**Passage provided**:

Case ID: wv-ct-cl_5/html/0153-01.html
Source: Caselaw Access Project
Author: {"author": "A. D. KENAMOND, Judge.", "license": "Public Domain", "url": "https://static.case.law/"}
Date Created: 2024-08-24T03:29:51.129683

(No. 695
    HENRY B. BENNETT, Claimant, v. STATE ROAD COMMISSION, Respondent.
    
      Opinion filed July 28, 1950
    
    J. Malcolm Orth, for claimant.
    W. Bryan Spillers, Assistant Attorney General, for respondent.
   A. D. KENAMOND, Judge.

Claimant Henry B. Bennett owns a tract of land in Millroy District in Grant county, through which the state road commission, on December 5, 1936, obtained from claimant a parcel of land for the purpose of constructing a highway, now known as state route 28. Claimant alleged that in the construction of said highway in 1937 the state road commission installed a culvert inadequate to accomodate the natural flow of waters at all seasons of the year, and by reason of its inadequacy his lands were inundated on June 17, 1949, causing great damages to claimant’s property, his log dwelling house and one chicken house being flooded or covered with water; a second chicken house, fuel wood and lumber being washed away; two thousand chickens and two thousand pounds of feed being destroyed; a building for carrying on a photographic business, together with photographic equipment, being damaged and destroyed; and a large garden with growing vegetables being totally destroyed.

**Written instruction 1**:
Repeat the rows word for word, covering the stretch from the row containing "plastic bottle. Report pixel corners as JSON arrays." through the last row.

**Records supplied**:
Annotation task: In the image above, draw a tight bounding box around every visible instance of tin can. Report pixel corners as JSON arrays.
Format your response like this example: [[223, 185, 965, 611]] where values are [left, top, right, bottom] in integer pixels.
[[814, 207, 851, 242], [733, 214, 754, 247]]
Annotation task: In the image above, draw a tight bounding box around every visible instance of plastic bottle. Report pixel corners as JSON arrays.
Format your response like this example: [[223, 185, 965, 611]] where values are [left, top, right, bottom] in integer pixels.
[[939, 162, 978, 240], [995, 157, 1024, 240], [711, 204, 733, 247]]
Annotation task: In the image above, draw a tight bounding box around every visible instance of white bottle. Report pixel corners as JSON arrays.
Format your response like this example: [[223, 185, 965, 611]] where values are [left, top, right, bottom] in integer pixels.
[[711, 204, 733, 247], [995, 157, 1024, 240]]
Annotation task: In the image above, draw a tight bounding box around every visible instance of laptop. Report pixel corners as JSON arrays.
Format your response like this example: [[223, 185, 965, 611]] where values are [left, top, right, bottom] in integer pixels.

**Written instruction 2**:
Reproduce the stretch of the court opinion from "Case ID: wv-ct-cl_5/html/0153-01.html" through "ROAD COMMISSION, Respondent.", swapping "Public Domain" for "CC0".

**Result 1**:
Annotation task: In the image above, draw a tight bounding box around every visible instance of plastic bottle. Report pixel corners as JSON arrays.
Format your response like this example: [[223, 185, 965, 611]] where values are [left, top, right, bottom] in integer pixels.
[[939, 162, 978, 240], [995, 157, 1024, 240], [711, 204, 733, 247]]
Annotation task: In the image above, draw a tight bounding box around every visible instance of white bottle. Report pixel corners as JSON arrays.
Format your response like this example: [[223, 185, 965, 611]] where values are [left, top, right, bottom] in integer pixels.
[[711, 204, 733, 247], [995, 157, 1024, 240]]
Annotation task: In the image above, draw a tight bounding box around every visible instance of laptop. Report pixel corners as JSON arrays.
Format your response like this example: [[223, 185, 965, 611]] where values are [left, top, right, bottom] in integer pixels.

**Result 2**:
Case ID: wv-ct-cl_5/html/0153-01.html
Source: Caselaw Access Project
Author: {"author": "A. D. KENAMOND, Judge.", "license": "CC0", "url": "https://static.case.law/"}
Date Created: 2024-08-24T03:29:51.129683

(No. 695
    HENRY B. BENNETT, Claimant, v. STATE ROAD COMMISSION, Respondent.